___ PAGE

Re: [xml2rfc] Insufficiency of txt format

Carsten Bormann <cabo@tzi.org> Mon, 01 February 2021 17:21 UTC

Content-Type: text/plain; charset="utf-8"
Mime-Version: 1.0 (Mac OS X Mail 13.4 $3608.120.23.2.4$)
From: Carsten Bormann <cabo@tzi.org>
In-Reply-To: <9739f26c-30d2-7b04-e866-b556c05ce07a@alum.mit.edu>
Date: Mon, 01 Feb 2021 18:21:21 +0100
Cc: xml2rfc@ietf.org
Content-Transfer-Encoding: quoted-printable
Message-Id: <153F2EFE-0450-463C-B9D2-3601CD2F4E4E@tzi.org>
References: <20210130190821.7504E6D02AD4@ary.qy> <fcf04c37-7d63-337f-a434-92bb26aa27cd@alum.mit.edu> <rv7pcs$fv0$1@gal.iecc.com> <9739f26c-30d2-7b04-e866-b556c05ce07a@alum.mit.edu>
To: Paul Kyzivat <pkyzivat@alum.mit.edu>
Archived-At: <https://mailarchive.ietf.org/arch/msg/xml2rfc/njbhZ0n1yv4eG0m_Hob-uxfLtr4>
Subject: Re: [xml2rfc] Insufficiency of txt format
Precedence: list

On 2021-02-01, at 17:34, Paul Kyzivat <pkyzivat@alum.mit.edu> wrote:
> 
> I'll be dead before v2 xml is.

I hope not, but this is an indication of the timelines we have to think in here.

Also, our documents have drawn-out timelines, during which the authoring-format-du-jour will change (as will even the “canonical” format).

So txt-level comparison needs to be part of any sustainable long-term strategy.

The interesting part here is normalization.  Rfcdiff has been normalizing the txt all along by removing footers and headers.  It could add normalization steps such as turning box-drawing characters into legacy ASCII.  If thinking about the comparison story is part of the strategy, such a presentation change could become invisible to long-timespan diffs.

Doing XML-level comparison could be aided by converting to a format such as Pyx (line-based ESIS representation) first.  Again, further normalization is crucial (as we have seen in the example of random attribute order already). The most ugly part here is likely to be white-space handling, which is a very sorry story for XML in general, but could be handled in a schema-driven way for RFCXML.  Also, preptool-generated attributes could be removed in the normalization (but they also can carry useful information).

______
___ DATA LISTING

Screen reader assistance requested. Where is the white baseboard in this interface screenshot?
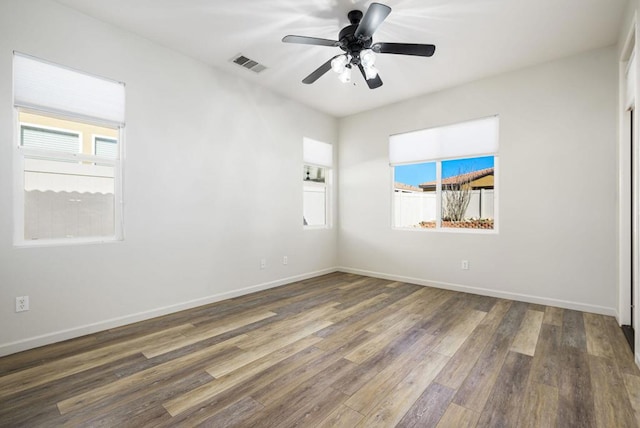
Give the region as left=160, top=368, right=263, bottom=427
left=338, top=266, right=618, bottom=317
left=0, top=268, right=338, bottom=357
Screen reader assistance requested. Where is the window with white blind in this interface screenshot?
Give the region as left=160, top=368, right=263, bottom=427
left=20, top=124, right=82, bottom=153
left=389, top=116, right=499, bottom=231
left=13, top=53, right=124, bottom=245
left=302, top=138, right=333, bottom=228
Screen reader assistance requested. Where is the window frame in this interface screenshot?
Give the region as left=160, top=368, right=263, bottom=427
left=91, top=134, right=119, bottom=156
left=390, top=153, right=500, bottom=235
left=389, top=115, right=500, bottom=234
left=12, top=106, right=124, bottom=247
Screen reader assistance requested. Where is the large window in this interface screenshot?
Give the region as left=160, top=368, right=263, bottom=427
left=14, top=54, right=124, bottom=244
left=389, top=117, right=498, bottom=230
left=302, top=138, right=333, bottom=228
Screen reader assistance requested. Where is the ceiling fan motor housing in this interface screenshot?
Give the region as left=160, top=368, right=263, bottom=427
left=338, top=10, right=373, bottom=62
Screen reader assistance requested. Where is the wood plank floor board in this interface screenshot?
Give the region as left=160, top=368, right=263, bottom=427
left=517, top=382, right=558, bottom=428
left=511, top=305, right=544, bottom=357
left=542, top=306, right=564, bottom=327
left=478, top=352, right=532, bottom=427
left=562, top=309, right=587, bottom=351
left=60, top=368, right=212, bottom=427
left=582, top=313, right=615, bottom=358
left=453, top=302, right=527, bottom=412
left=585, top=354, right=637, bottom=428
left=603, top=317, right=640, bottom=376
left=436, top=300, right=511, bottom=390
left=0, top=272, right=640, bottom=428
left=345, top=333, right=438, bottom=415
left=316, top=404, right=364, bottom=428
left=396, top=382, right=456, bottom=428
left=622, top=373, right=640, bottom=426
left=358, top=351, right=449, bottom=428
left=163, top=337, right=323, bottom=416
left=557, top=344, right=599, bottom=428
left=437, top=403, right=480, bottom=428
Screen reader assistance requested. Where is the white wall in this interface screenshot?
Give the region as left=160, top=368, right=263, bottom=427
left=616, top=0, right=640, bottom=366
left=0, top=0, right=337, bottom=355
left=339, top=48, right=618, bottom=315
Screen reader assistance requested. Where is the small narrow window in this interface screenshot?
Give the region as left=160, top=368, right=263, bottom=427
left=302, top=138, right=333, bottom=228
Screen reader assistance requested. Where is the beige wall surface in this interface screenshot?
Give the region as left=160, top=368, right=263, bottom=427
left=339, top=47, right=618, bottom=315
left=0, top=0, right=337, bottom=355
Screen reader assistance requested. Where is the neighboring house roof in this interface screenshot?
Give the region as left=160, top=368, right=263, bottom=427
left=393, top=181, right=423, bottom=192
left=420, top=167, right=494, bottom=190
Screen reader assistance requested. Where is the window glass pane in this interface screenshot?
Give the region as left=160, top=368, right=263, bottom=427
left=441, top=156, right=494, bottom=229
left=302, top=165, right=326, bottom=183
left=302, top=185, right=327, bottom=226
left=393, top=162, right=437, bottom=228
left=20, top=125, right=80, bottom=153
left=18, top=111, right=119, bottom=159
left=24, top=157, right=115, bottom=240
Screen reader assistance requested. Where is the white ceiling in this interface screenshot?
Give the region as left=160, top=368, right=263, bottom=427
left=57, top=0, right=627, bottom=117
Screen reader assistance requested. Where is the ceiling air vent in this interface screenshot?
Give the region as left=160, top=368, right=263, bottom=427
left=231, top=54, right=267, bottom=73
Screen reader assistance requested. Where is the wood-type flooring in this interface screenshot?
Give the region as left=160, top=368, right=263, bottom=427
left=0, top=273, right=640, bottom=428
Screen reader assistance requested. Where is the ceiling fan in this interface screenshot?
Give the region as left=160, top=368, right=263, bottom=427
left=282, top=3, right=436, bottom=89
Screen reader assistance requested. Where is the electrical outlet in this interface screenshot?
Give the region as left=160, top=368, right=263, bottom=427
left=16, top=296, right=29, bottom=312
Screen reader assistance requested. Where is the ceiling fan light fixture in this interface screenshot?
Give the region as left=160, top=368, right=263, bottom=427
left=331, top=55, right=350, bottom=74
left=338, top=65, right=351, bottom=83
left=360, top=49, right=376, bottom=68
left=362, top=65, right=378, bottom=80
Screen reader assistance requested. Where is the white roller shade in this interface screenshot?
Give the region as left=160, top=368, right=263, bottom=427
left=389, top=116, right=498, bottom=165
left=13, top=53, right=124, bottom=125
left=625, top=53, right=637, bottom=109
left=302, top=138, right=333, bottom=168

______
___ DATA LISTING

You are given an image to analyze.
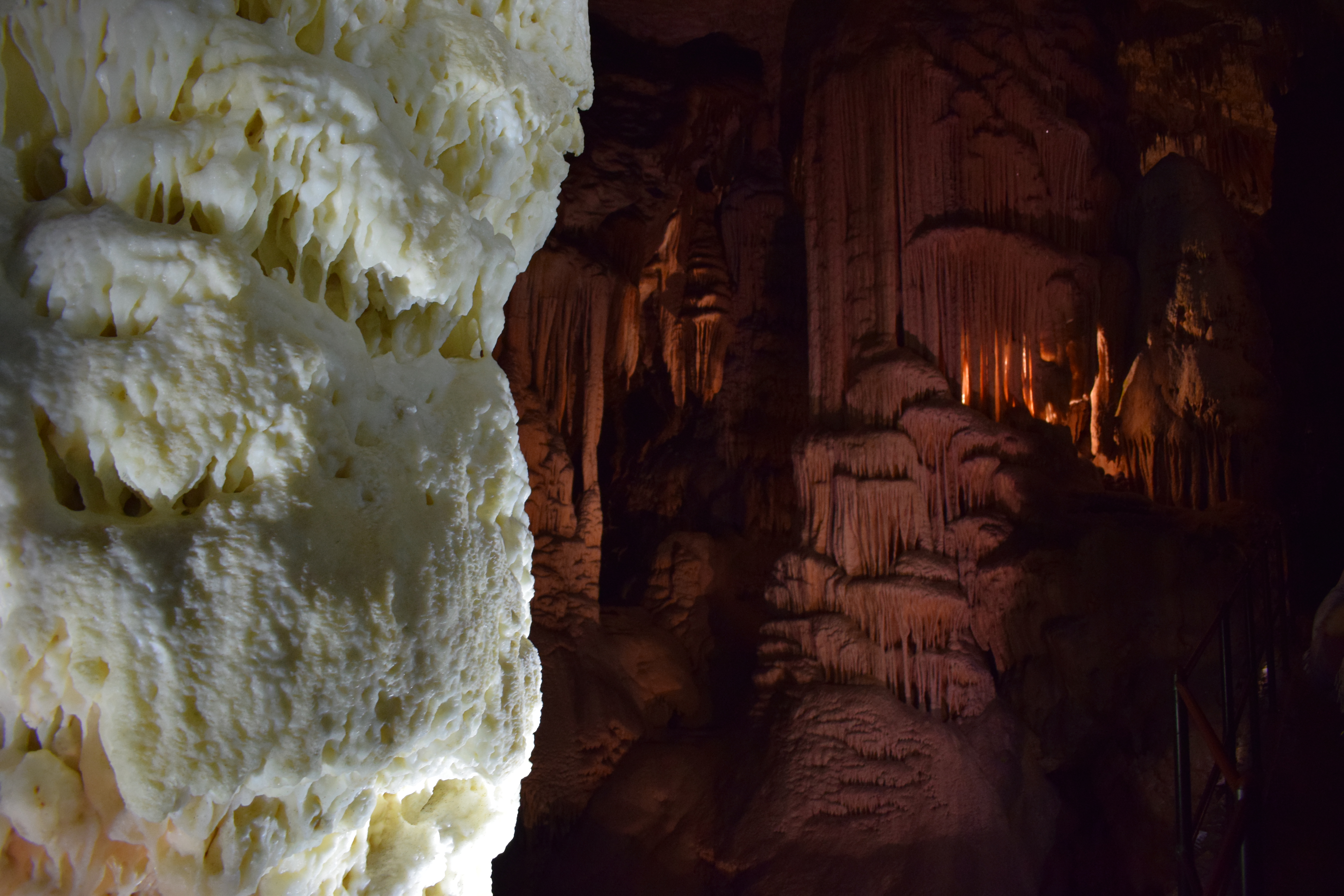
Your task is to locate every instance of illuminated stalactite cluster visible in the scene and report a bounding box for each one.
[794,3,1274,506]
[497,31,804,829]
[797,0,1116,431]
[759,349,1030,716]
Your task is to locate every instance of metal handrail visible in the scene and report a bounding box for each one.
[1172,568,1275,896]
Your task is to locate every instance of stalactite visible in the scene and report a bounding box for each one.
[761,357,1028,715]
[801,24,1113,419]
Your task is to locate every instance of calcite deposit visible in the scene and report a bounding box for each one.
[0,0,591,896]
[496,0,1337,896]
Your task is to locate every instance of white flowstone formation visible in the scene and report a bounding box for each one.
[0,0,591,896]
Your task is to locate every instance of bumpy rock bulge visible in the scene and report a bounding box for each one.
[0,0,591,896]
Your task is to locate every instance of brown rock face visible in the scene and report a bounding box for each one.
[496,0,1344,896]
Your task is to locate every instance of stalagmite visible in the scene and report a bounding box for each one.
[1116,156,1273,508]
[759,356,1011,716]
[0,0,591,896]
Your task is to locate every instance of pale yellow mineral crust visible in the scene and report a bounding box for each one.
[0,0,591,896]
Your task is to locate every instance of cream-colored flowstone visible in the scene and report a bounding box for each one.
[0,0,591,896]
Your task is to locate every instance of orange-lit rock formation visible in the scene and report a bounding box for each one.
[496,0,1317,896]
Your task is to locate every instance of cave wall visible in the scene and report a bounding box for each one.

______

WHAT YOU SHOULD DO:
In the mailing-list message about the txt format, reproduce word for word the passage from "I hope not, but" up to and including "to long-timespan diffs.".

COMPLETED EXERCISE:
I hope not, but this is an indication of the timelines we have to think in here.

Also, our documents have drawn-out timelines, during which the authoring-format-du-jour will change (as will even the “canonical” format).

So txt-level comparison needs to be part of any sustainable long-term strategy.

The interesting part here is normalization.  Rfcdiff has been normalizing the txt all along by removing footers and headers.  It could add normalization steps such as turning box-drawing characters into legacy ASCII.  If thinking about the comparison story is part of the strategy, such a presentation change could become invisible to long-timespan diffs.